TASK DIRECTIONS: The records are to be repeated exactly, and any images in them are to be dropped.

DATA EXCERPTS:

════════════════════

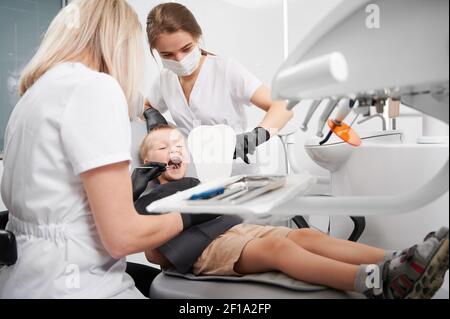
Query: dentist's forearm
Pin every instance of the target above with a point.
(277, 117)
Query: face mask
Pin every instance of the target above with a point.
(186, 66)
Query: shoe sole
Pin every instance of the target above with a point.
(433, 277)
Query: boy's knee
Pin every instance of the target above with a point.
(277, 245)
(305, 235)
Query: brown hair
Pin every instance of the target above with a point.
(145, 145)
(170, 18)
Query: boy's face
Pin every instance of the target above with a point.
(166, 146)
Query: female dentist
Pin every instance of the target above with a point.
(200, 88)
(66, 182)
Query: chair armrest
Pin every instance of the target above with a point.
(360, 225)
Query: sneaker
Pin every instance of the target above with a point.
(420, 271)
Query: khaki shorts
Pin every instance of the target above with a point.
(224, 252)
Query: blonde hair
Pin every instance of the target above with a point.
(107, 32)
(145, 145)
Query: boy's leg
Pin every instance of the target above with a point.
(281, 254)
(341, 250)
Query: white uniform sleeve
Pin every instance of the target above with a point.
(155, 97)
(242, 84)
(95, 126)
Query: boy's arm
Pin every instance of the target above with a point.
(155, 257)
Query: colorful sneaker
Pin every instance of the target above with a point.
(420, 272)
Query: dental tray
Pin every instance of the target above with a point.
(293, 186)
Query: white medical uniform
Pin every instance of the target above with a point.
(71, 120)
(221, 92)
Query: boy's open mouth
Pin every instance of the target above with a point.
(174, 163)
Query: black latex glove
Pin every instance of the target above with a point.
(190, 220)
(246, 143)
(153, 118)
(143, 175)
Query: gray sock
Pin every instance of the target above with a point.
(366, 278)
(391, 254)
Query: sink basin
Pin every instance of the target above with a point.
(335, 153)
(382, 165)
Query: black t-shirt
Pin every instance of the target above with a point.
(184, 250)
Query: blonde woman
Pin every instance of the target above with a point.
(67, 183)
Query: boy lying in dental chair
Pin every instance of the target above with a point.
(223, 245)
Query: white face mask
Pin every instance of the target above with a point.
(187, 66)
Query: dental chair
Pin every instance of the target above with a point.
(172, 285)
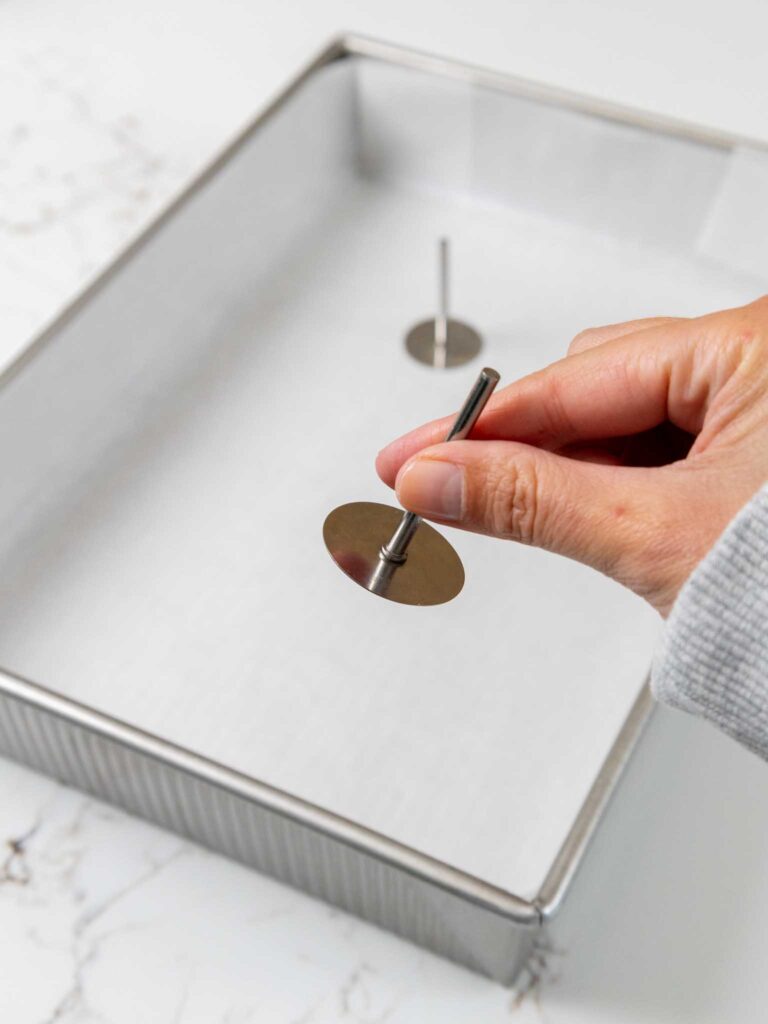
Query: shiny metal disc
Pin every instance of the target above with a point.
(463, 344)
(432, 573)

════════════════════

SOLUTION BELOW:
Query: dentist's forearm
Pin every instance of the target above with a point.
(277, 117)
Query: face mask
Pin every instance of the target above with a point.
(186, 66)
Query: shoe sole
Pin every instance of the target above with a point.
(433, 277)
Query: boy's knee
Pin every instance of the target above with a point.
(277, 245)
(305, 235)
Query: brown hair
Pin every instance of the target above with a point.
(145, 145)
(170, 18)
Query: boy's face
Pin every instance of the target above with a point.
(166, 146)
Query: female dentist
Pin every instance of the target above with a point.
(200, 88)
(66, 182)
Query: chair armrest
Pin every instance of the target above with a point.
(360, 225)
Query: sneaker
Pin every instance of the target above with a point.
(420, 271)
Query: khaki shorts
Pin every instance of the target above with a point.
(224, 252)
Query: blonde hair
Pin every instance of the target above with a point.
(107, 32)
(145, 145)
Query: boy's leg
Pin every instance of the target above with a point.
(281, 254)
(341, 250)
Query: white uniform sleeve
Pin every instance of the target above with a point.
(155, 97)
(242, 84)
(95, 126)
Query: boy's arm
Pin every instance of the target above with a point.
(155, 257)
Query: colorful sneaker
Pin every instance of the target above with a point.
(420, 272)
Query: dental tray
Pin every instance of the target above with a point.
(293, 186)
Query: white medical uniform
Pin every instance of the target above with a point.
(71, 120)
(221, 92)
Query: boy's open mouth
Pin every instance of the target above with a point.
(174, 163)
Query: black latex glove
Pin every instance of the target above with a point.
(190, 220)
(246, 143)
(153, 118)
(143, 175)
Query: gray sock
Pin every instance of the target above with a point.
(366, 278)
(391, 254)
Query: sink basin
Pin every instance of the target above with a point.
(335, 153)
(382, 165)
Query: black t-shirt
Pin every instance of the target above with a point.
(184, 250)
Query: blonde woman
Pin every instance of the target above with a point.
(67, 183)
Query: boy lying in dental chair
Pin every instance of the target above with a point.
(223, 245)
Query: white face mask
Pin every instance of the target above with a point.
(187, 66)
Query: dental chair
Pin every instance of the target above with a point.
(172, 285)
Query: shiny metal disc
Pin every instance of the target above with a point.
(463, 344)
(432, 573)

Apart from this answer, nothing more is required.